Could you rewrite all the items below, changing every "single dot" to "single marker" and leaving everything else unchanged? Leave the pictures out of your version.

[Dataset items on where objects appear]
=-=-=

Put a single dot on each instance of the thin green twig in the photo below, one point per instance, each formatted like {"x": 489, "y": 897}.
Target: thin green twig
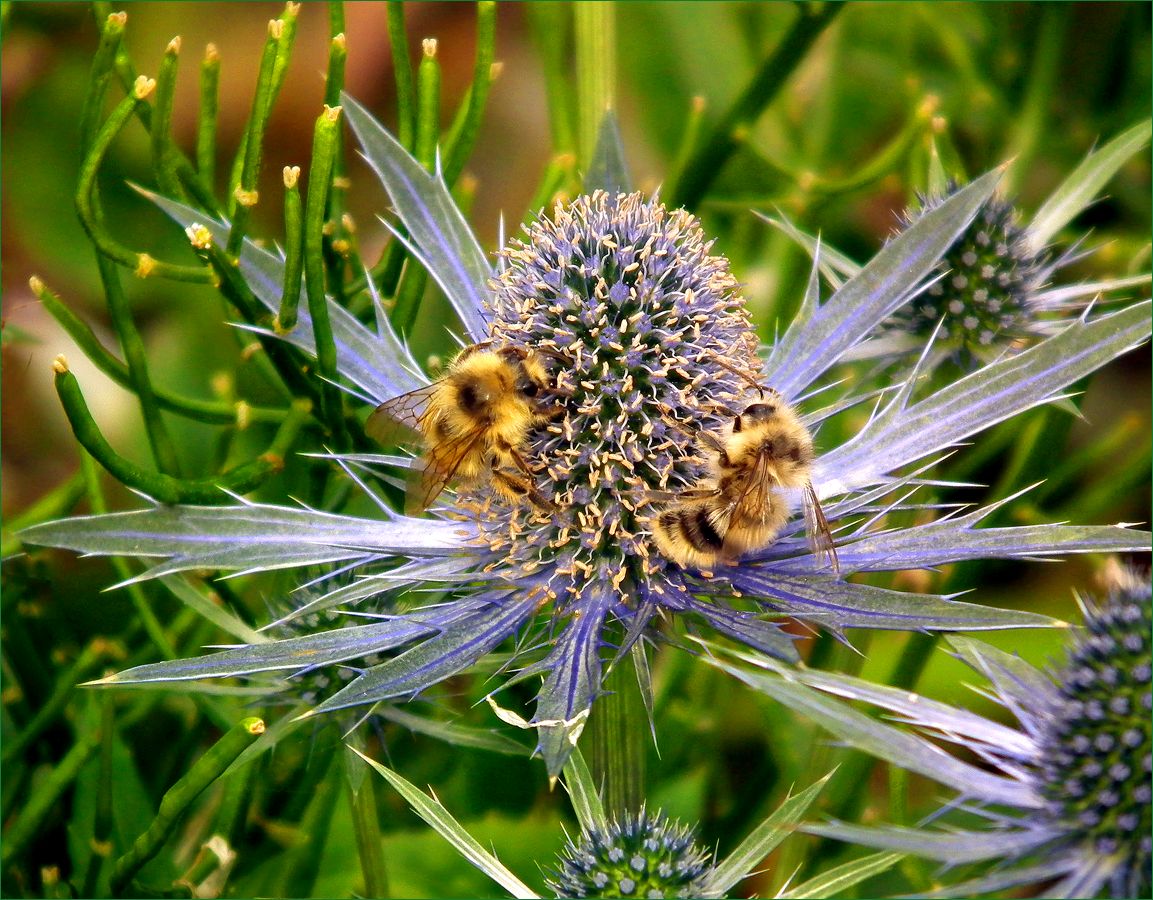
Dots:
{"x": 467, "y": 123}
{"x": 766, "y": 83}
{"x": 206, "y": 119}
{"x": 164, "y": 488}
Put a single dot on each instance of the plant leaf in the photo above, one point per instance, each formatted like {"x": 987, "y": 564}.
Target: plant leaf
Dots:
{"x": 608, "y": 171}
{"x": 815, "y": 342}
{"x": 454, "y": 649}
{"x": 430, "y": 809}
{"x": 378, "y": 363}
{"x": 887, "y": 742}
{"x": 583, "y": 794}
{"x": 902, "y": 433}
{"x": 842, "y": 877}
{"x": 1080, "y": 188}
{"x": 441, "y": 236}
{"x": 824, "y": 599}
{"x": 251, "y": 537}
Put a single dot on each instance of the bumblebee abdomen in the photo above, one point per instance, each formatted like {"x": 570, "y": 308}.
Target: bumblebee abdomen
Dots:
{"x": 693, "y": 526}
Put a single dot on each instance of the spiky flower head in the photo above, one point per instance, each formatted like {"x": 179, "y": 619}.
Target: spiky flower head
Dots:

=-=-=

> **RESULT BELOW**:
Put a single marker on each instance of the thin green twig in the photo below, one point per instance, each formatted like {"x": 489, "y": 897}.
Target: thin green twig
Dots:
{"x": 467, "y": 123}
{"x": 766, "y": 83}
{"x": 206, "y": 119}
{"x": 164, "y": 488}
Put a single marker on each instance of the plant leaf in the photo above, one point per instance, each formatted like {"x": 987, "y": 564}.
Target: plant leaf
Dots:
{"x": 608, "y": 171}
{"x": 815, "y": 342}
{"x": 454, "y": 649}
{"x": 430, "y": 809}
{"x": 378, "y": 363}
{"x": 887, "y": 742}
{"x": 583, "y": 794}
{"x": 902, "y": 433}
{"x": 842, "y": 877}
{"x": 1080, "y": 188}
{"x": 441, "y": 236}
{"x": 824, "y": 599}
{"x": 251, "y": 537}
Put a single marker on each instance of the bumblebee abdomen in the photo above, one point per instance, each formatted like {"x": 570, "y": 308}.
Target: bumblebee abdomen
Dots:
{"x": 693, "y": 526}
Put a single marker on each instance of the spiky flower head in the photo above, one point per instance, each formatted like {"x": 179, "y": 619}.
Target: spiky flower head
Dots:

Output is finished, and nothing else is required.